*WHAT TO WORK ON*: Count the lines in the entries below that contain the word "front", and reply with only that number.
======== RECORDS FOR THIS TASK
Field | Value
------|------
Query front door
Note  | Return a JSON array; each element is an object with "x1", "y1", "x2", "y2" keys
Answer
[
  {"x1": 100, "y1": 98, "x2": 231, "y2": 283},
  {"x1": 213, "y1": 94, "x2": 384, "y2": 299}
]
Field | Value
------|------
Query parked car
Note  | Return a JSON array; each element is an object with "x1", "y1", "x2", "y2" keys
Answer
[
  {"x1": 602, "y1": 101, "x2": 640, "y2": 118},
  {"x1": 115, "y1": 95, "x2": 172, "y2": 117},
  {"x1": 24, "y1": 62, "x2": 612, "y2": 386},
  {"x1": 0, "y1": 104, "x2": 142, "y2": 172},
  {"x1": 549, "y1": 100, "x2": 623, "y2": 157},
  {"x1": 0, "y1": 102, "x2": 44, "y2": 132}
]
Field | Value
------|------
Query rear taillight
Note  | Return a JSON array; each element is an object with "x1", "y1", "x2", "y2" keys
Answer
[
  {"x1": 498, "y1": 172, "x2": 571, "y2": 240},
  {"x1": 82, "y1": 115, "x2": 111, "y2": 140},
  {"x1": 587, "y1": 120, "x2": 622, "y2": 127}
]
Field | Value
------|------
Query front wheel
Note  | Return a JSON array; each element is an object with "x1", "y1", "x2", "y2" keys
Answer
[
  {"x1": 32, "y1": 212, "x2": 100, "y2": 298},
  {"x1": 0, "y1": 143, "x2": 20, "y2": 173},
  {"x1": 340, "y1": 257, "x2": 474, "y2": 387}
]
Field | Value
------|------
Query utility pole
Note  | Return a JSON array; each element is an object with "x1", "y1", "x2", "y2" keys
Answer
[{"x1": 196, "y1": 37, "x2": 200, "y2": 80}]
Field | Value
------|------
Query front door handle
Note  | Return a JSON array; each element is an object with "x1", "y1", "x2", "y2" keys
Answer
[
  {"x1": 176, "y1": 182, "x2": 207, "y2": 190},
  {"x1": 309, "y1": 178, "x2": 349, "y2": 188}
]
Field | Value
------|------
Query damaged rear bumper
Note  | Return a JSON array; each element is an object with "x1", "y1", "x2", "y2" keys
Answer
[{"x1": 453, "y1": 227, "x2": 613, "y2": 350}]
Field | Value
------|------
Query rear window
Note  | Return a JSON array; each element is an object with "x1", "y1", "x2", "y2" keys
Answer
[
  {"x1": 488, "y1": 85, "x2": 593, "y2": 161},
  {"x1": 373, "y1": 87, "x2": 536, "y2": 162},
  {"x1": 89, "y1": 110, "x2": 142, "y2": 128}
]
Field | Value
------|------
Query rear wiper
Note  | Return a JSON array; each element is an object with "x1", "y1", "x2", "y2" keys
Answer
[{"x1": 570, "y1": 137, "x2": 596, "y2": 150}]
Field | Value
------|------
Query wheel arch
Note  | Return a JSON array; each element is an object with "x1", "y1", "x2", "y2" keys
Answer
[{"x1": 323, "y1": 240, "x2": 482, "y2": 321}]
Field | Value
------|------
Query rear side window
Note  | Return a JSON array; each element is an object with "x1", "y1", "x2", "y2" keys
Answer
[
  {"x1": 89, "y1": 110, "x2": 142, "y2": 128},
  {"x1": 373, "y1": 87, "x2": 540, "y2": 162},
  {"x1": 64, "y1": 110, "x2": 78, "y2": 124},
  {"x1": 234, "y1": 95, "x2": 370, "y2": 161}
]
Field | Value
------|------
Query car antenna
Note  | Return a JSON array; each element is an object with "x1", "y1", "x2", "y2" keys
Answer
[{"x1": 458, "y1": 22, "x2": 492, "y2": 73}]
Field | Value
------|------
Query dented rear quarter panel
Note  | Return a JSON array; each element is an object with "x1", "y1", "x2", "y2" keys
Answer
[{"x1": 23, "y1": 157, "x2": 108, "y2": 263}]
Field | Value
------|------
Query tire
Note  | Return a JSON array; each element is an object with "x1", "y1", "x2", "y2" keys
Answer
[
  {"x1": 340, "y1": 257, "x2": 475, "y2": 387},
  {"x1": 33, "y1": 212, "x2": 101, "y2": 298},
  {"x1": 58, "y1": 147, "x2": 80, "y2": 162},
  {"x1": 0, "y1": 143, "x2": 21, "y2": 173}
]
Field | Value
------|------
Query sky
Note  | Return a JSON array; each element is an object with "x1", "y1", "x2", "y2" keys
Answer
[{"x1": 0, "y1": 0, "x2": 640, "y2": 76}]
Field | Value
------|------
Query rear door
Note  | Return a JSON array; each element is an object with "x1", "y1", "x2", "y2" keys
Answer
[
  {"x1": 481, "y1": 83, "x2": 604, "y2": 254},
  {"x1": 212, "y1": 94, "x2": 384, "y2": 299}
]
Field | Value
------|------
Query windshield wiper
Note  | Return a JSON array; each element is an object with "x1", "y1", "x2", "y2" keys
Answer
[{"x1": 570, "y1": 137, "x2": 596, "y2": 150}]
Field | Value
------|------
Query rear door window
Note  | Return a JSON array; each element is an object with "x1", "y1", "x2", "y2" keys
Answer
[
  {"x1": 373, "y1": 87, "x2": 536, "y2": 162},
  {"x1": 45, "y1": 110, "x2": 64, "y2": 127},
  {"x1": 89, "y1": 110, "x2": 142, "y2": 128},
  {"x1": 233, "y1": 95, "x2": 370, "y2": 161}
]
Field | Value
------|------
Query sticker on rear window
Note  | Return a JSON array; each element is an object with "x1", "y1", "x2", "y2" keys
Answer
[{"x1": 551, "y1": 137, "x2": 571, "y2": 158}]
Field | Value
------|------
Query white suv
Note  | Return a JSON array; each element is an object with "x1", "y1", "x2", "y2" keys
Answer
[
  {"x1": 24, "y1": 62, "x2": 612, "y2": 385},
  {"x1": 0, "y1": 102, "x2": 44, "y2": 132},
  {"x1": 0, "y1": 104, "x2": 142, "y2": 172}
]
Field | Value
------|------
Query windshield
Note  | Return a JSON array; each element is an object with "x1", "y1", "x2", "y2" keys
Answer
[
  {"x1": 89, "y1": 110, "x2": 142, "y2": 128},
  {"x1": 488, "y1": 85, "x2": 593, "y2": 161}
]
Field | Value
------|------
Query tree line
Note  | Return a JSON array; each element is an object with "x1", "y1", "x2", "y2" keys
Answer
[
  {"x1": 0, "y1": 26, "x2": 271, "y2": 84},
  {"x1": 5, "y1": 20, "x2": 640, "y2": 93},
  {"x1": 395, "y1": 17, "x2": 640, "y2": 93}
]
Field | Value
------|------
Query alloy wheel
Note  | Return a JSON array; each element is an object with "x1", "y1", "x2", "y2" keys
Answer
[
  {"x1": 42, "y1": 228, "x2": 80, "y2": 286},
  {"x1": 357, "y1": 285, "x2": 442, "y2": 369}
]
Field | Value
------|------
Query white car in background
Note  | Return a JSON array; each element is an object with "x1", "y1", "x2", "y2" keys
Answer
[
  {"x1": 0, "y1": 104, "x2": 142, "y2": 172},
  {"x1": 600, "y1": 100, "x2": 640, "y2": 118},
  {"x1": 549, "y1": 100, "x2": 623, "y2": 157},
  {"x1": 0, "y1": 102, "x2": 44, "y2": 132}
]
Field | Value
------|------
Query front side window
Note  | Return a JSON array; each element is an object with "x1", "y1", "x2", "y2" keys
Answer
================
*PROBLEM SOLUTION*: 4